Les soutiers de la distribution postale

J’ai testé pour vous : distributrice de publicité à Médiapost

Mis en ligne le 17 septembre 2019 Convergences Entreprises

Médiapost, entreprise spécialisée dans la livraison à domicile d’imprimés publicitaires ciblés, est une filiale de La Poste. Cela n’empêche pas la direction de La Poste de chercher à imposer à ses facteurs la distribution des imprimés en question, non seulement dans les zones rurales à faible densité de population, où l’implantation d’antennes de Médiapost ne serait pas rentable, mais aussi dans nombre de grandes villes. Les postiers sont soumis à des pressions croissantes pour distribuer la publicité de grands groupes comme Darty ou Super U. En retour, Médiapost redouble la pression sur ses propres salariés, qu’ils travaillent à temps partiel voire très partiel, ou au contraire à temps plein.

• **Données fournies**:
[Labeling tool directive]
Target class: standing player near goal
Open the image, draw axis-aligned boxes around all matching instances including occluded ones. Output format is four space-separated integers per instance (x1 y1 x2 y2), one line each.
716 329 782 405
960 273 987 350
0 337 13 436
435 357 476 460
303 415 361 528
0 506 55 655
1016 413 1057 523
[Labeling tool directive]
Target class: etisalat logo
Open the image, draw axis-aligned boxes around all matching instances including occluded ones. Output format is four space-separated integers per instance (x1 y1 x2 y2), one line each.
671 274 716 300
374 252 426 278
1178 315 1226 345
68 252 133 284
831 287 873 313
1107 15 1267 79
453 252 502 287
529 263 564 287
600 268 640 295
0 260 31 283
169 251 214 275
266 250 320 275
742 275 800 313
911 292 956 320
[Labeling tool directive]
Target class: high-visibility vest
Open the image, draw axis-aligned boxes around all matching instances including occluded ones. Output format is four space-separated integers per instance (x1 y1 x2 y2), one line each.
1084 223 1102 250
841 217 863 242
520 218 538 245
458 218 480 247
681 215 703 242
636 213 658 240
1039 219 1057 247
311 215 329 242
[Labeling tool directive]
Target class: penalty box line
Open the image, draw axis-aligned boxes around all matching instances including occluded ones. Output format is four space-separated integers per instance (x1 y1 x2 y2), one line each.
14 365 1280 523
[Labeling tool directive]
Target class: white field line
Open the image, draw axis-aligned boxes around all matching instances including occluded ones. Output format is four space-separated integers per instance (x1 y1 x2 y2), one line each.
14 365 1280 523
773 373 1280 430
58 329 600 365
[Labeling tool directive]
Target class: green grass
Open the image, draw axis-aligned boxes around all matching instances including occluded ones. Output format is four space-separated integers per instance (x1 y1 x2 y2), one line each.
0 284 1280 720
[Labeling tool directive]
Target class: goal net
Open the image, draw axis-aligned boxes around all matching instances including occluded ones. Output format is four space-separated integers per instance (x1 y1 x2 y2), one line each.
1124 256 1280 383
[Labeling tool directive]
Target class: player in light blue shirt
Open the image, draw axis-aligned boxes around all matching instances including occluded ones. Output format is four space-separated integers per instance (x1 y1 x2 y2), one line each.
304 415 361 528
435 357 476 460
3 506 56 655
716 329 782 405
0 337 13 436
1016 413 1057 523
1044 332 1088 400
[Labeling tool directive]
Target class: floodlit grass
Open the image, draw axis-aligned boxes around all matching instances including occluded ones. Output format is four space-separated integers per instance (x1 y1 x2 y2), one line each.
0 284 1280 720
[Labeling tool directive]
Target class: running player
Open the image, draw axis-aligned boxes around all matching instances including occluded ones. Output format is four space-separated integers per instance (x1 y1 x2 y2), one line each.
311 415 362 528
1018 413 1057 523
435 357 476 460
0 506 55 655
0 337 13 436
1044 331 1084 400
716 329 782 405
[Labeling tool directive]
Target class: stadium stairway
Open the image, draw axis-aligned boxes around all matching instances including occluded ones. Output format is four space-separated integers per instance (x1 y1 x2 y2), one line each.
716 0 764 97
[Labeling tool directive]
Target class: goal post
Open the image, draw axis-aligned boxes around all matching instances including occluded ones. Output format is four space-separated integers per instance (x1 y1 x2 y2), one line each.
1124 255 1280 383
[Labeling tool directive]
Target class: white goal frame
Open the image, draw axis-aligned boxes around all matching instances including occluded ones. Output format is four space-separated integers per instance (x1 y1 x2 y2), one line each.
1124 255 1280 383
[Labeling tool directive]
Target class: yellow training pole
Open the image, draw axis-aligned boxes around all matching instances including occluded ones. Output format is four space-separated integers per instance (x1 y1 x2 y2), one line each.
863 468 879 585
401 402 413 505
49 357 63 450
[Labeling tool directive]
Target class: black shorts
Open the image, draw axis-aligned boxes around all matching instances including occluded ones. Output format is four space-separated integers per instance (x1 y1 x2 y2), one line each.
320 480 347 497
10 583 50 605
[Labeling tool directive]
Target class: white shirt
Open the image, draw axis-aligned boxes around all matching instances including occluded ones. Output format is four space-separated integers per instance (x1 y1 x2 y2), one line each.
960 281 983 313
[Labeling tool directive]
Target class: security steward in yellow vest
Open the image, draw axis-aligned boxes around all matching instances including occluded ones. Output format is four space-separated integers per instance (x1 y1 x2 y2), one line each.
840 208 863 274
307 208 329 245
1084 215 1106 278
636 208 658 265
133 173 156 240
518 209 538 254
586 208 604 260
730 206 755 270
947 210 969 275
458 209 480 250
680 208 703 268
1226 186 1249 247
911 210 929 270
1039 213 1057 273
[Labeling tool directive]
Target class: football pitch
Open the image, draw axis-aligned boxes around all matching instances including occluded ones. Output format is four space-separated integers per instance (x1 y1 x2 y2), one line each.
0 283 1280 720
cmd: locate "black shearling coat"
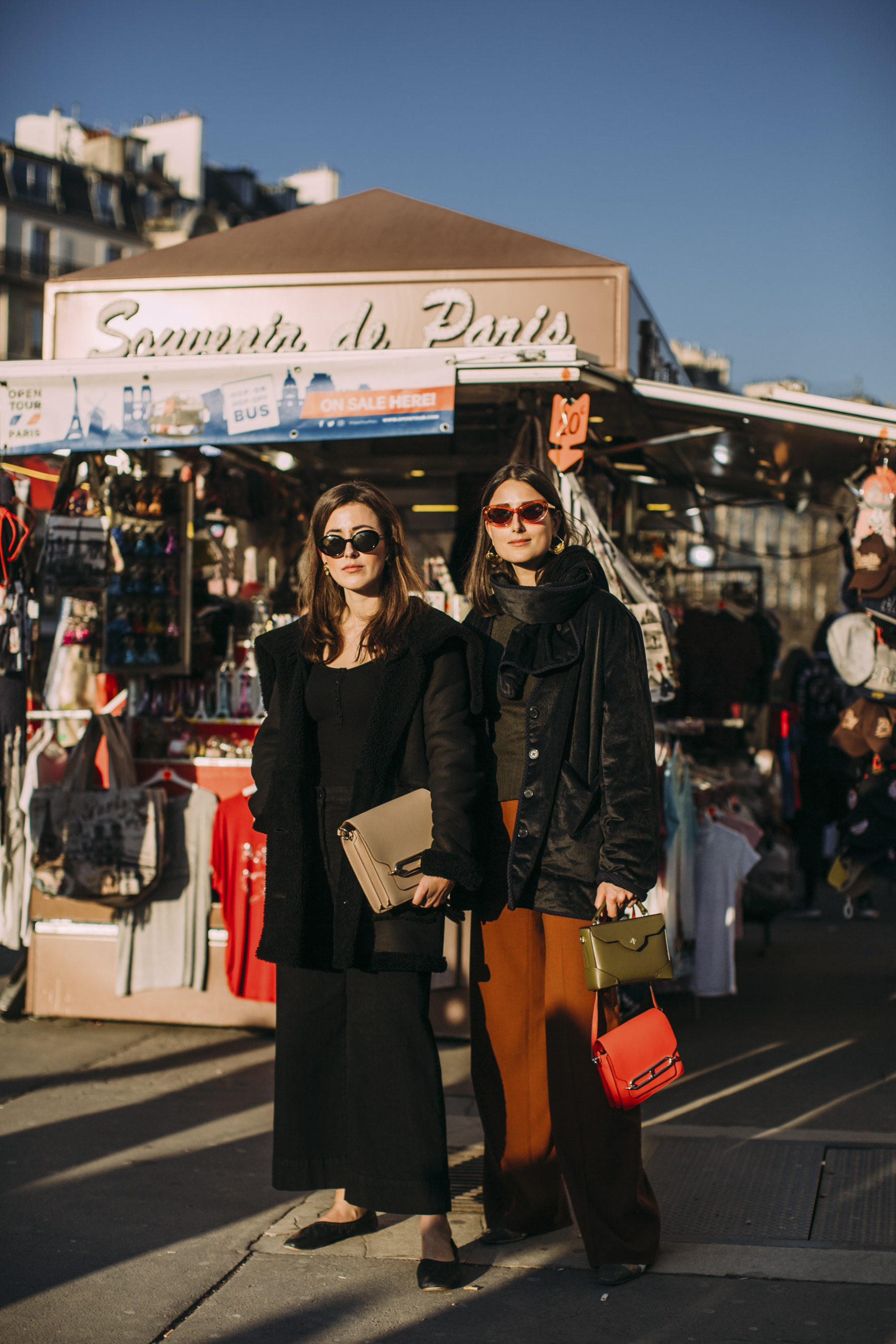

• **Consigne 1**: Relevez toutes les entreprises nommées dans le paragraphe principal de l'article sur Médiapost.
• **Consigne 2**: Prolongez l'article sur Médiapost en reprenant juste après sa dernière phrase.
La liste forme un matériau indépendant de l'article.

• **Résultat attendu 1**:
- Médiapost
- La Poste
- Darty
- Super U

• **Résultat attendu 2**:
G., 21 ans, est étudiante dans une ville moyenne de l’ouest de la France. Elle ignorait à peu près tout de ce contexte lorsque, pour financer ses études, elle a trouvé un job d’été chez Médiapost.

  • Convergences Révolutionnaires : comment as-tu décroché cet emploi ?
  • G. : Par une connaissance qui travaille dans cette boîte depuis plusieurs mois. Il s’agissait pour elle de trouver un job d’appoint – comme pour bien d’autres dans le site Médiapost où je travaillais, à ce que j’ai compris. Elle occupe déjà un poste en maison de retraite. Elle m’a recommandée à son supérieur car cela faisait plusieurs semaines que je cherchais en vain une mission d’intérim. Médiapost recrute pas mal de salariés ces derniers temps. Ils ont accepté de me garder un mois avec un contrat de 16 heures par semaine.
  • CR : As-tu choisi d’être à temps partiel ?
  • G. : La boîte n’embauche pas aux 35 heures. Au cours de mon premier entretien, l’employeur m’a expliqué que leurs contrats n’excédaient pas 24 heures. J’étais un peu surprise, mais j’ai dit que j’acceptais le contrat de 24 heures par semaine. Il m’en a dissuadée. Pour lui, un contrat de 16 heures, c’est « déjà bien chargé ». Il avait raison : en réalité, j’ai travaillé le double ! On m’attribuait chaque semaine entre 7 et 8 secteurs répartis dans 2 ou 3 communes différentes, que je mettais au total entre 30 et 35 heures à couvrir.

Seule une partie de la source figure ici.